__Saved data entries__.
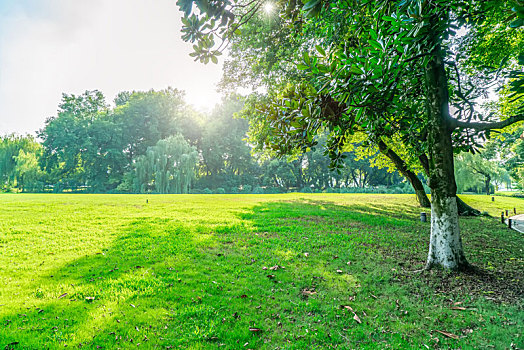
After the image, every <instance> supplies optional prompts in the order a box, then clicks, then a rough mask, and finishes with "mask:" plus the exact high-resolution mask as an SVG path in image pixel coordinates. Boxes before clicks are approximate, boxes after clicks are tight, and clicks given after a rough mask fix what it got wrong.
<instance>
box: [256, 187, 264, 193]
mask: <svg viewBox="0 0 524 350" xmlns="http://www.w3.org/2000/svg"><path fill="white" fill-rule="evenodd" d="M253 194H264V189H263V188H262V187H260V186H257V187H255V188H254V189H253Z"/></svg>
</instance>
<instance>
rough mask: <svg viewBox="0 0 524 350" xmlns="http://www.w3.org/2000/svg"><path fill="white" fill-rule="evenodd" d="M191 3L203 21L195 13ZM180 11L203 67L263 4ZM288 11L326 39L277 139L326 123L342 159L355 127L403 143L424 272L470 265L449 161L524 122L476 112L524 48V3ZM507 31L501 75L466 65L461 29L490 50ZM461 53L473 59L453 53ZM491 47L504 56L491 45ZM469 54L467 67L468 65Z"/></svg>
mask: <svg viewBox="0 0 524 350" xmlns="http://www.w3.org/2000/svg"><path fill="white" fill-rule="evenodd" d="M193 3H196V5H197V6H198V8H199V10H200V12H202V13H204V14H205V15H204V16H201V17H200V18H199V16H198V15H196V14H192V15H191V12H192V10H193V9H192V5H193ZM179 4H180V6H181V8H182V10H184V11H185V12H186V15H187V16H186V18H185V20H184V25H185V26H184V29H183V31H184V38H185V39H186V40H189V41H193V42H196V45H195V46H194V49H195V52H194V54H193V55H194V56H196V57H197V58H200V59H201V60H202V61H203V62H206V61H209V60H212V61H215V60H216V55H217V53H218V52H217V50H216V48H215V45H214V38H215V34H216V33H219V34H221V35H222V38H223V39H225V41H227V40H228V38H229V37H230V36H231V35H234V33H235V32H237V30H238V28H240V30H241V26H242V24H243V23H245V22H246V21H249V20H250V19H251V18H253V16H255V15H256V13H257V12H258V10H259V9H260V7H261V6H262V2H259V1H248V2H240V3H230V2H223V1H216V2H213V3H208V2H207V1H202V0H197V1H194V0H180V1H179ZM283 5H285V6H282V8H281V9H280V15H281V16H282V17H284V18H286V19H288V22H289V25H290V26H291V27H294V31H295V32H298V33H300V32H302V31H303V30H304V28H306V29H308V28H315V30H316V32H317V33H318V34H319V35H318V36H316V37H315V38H313V39H312V40H311V41H310V44H312V45H316V53H314V54H312V52H311V50H307V48H306V50H303V51H302V52H301V54H302V59H301V62H299V65H298V66H297V67H298V68H301V69H303V70H304V71H306V72H307V74H308V76H309V77H310V79H308V81H307V83H306V84H304V88H303V89H302V90H295V92H294V94H287V95H284V96H281V97H282V98H281V101H282V103H280V104H279V107H280V110H276V109H273V110H271V109H270V113H267V116H268V117H270V118H273V119H271V121H270V123H272V128H273V130H277V133H278V135H279V140H280V143H279V144H278V147H280V148H283V149H284V150H286V149H290V148H293V147H296V145H297V144H300V145H302V146H303V147H308V146H310V145H313V144H314V143H315V137H314V135H315V133H316V132H317V131H318V130H319V129H320V128H325V127H327V128H328V129H329V131H330V136H331V139H330V141H329V142H328V143H329V144H330V145H331V147H330V148H331V149H330V151H331V156H332V158H333V159H334V160H335V161H336V160H338V159H339V158H340V157H341V155H342V154H343V147H344V144H345V143H346V139H347V137H348V135H350V134H351V133H352V132H354V130H355V129H358V130H360V131H364V132H368V134H369V136H370V138H376V139H377V140H376V141H379V138H380V137H382V136H385V137H387V138H389V139H390V140H394V139H395V138H397V139H398V140H401V141H402V143H403V144H404V145H405V146H406V147H409V148H410V151H412V152H413V153H414V154H415V155H416V156H417V157H419V158H420V161H421V163H422V164H423V165H424V168H425V169H426V171H427V177H428V184H429V187H430V188H431V194H432V197H431V202H432V203H431V204H432V205H431V210H432V216H431V238H430V247H429V254H428V260H427V265H426V266H427V268H430V267H432V266H442V267H444V268H448V269H461V268H465V267H466V266H467V265H468V263H467V260H466V258H465V255H464V250H463V247H462V242H461V238H460V230H459V226H458V210H457V200H456V183H455V178H454V162H453V154H454V151H460V150H472V151H474V150H475V147H476V146H477V147H478V137H479V136H481V137H482V136H486V135H489V130H493V129H501V128H504V127H505V126H508V125H511V124H513V123H515V122H518V121H520V120H524V113H522V109H519V111H518V113H517V114H515V115H502V116H500V117H501V118H500V120H493V119H490V118H489V117H486V116H483V115H482V114H480V113H478V110H476V109H475V104H474V102H473V101H474V100H475V97H477V96H478V95H479V94H478V91H481V90H480V89H478V88H477V86H478V85H479V82H481V83H487V82H489V81H496V82H497V81H501V79H497V78H498V77H500V76H504V74H505V73H506V70H509V69H510V68H514V67H512V65H514V62H515V61H516V58H517V56H518V54H519V49H520V48H521V46H522V31H521V29H518V27H520V26H522V25H523V24H524V21H523V19H522V18H523V17H524V8H522V7H521V5H522V4H520V3H517V5H518V6H516V7H515V8H514V10H513V12H512V10H511V6H510V5H511V4H510V1H500V0H499V1H494V0H493V1H489V0H487V1H486V0H484V1H446V0H438V1H436V0H428V1H424V2H422V1H415V0H398V1H368V2H365V3H362V2H361V1H347V0H346V1H322V0H311V1H309V2H307V3H305V4H303V3H300V2H296V1H293V2H291V1H289V2H286V3H285V4H283ZM197 12H198V11H197ZM308 16H309V19H308V18H307V17H308ZM508 17H510V18H511V20H512V22H511V23H508V22H509V21H507V19H508ZM493 18H495V20H493ZM486 19H488V20H486ZM508 24H509V26H510V27H515V28H517V29H514V31H516V32H517V33H518V34H517V35H516V37H517V39H518V40H517V41H516V42H517V44H516V49H515V45H513V46H512V50H510V51H509V52H508V55H506V56H507V58H506V57H504V59H503V60H502V62H496V65H497V67H496V68H497V69H495V70H493V67H490V66H492V65H490V64H488V65H485V66H482V67H479V66H478V65H475V64H468V62H470V61H471V59H470V58H471V57H474V54H476V53H477V52H478V50H477V49H476V48H478V45H477V46H471V47H470V48H469V49H468V47H466V46H463V45H461V42H460V41H459V42H458V39H460V38H459V35H457V34H456V33H457V29H459V28H460V27H463V30H465V31H466V33H467V34H466V36H468V37H469V38H474V39H475V40H477V41H479V40H480V41H481V42H483V43H484V42H489V40H485V38H486V37H487V36H488V35H491V33H493V32H501V31H506V28H507V26H508ZM340 28H342V30H341V29H340ZM333 38H335V39H336V40H334V39H333ZM472 41H473V40H472ZM492 43H494V41H492ZM457 48H460V49H461V50H469V51H455V50H456V49H457ZM485 51H486V52H488V53H491V52H495V51H497V49H496V48H493V47H490V46H489V45H488V47H487V48H486V49H485ZM468 52H471V54H468ZM463 56H466V61H468V62H467V63H463V62H462V61H463ZM483 56H484V57H485V56H486V55H483ZM488 56H489V55H488ZM498 57H499V55H497V54H495V55H491V56H490V57H488V58H485V60H488V61H489V63H494V60H495V59H496V58H498ZM509 73H510V75H509V76H508V78H509V79H512V80H511V82H510V83H511V84H512V87H513V89H514V90H515V93H517V94H518V93H521V92H522V91H521V90H522V81H523V79H522V76H523V75H522V74H521V73H520V72H519V70H515V69H513V70H512V71H511V72H509ZM505 82H507V80H506V81H505ZM304 90H307V91H306V93H304ZM481 92H482V91H481ZM484 92H485V90H484ZM297 95H298V98H297ZM517 97H518V96H517ZM319 102H320V103H319ZM322 102H324V103H322ZM450 106H452V107H453V108H454V110H453V113H450Z"/></svg>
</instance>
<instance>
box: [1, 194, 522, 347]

__WORK TASK__.
Select and copy each line in the listing above that contains the string "rough". Case counts.

__TASK OUTPUT__.
After the image, every <instance> supplies optional prompts in the order a box, then clicks, then a rough mask, and finishes with "mask:" plus the exact high-resolution mask as an SVG path in image pixel coordinates. Boxes before clicks are approximate, boxes after clicks are tight, and clicks given after a rough mask fix what it got wrong.
rough mask: <svg viewBox="0 0 524 350" xmlns="http://www.w3.org/2000/svg"><path fill="white" fill-rule="evenodd" d="M191 3L203 21L195 13ZM180 11L203 67L263 4ZM288 11L326 39L277 139L326 123L342 159L355 127L403 143L424 272L470 265L449 161L524 122L476 112L524 48V3ZM507 31L501 75L466 65L461 29L490 50ZM461 53L473 59L453 53ZM491 47L504 56L491 45ZM469 54L467 67L468 65Z"/></svg>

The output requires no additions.